Material to process:
▬▬▬▬▬▬
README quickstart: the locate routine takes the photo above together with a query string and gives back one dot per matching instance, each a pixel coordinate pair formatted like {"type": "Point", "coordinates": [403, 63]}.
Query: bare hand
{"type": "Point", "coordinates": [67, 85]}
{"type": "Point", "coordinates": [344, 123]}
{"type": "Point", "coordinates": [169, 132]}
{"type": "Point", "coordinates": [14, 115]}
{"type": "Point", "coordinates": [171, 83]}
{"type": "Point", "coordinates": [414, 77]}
▬▬▬▬▬▬
Instructions for the task: Retype the whole listing, matching it exactly.

Expected answer:
README quickstart: the locate routine takes the photo above together with a query string and gives back one dot per matching instance, each a pixel coordinate pair formatted like {"type": "Point", "coordinates": [403, 63]}.
Query: bare hand
{"type": "Point", "coordinates": [67, 85]}
{"type": "Point", "coordinates": [344, 123]}
{"type": "Point", "coordinates": [169, 132]}
{"type": "Point", "coordinates": [14, 115]}
{"type": "Point", "coordinates": [171, 83]}
{"type": "Point", "coordinates": [414, 77]}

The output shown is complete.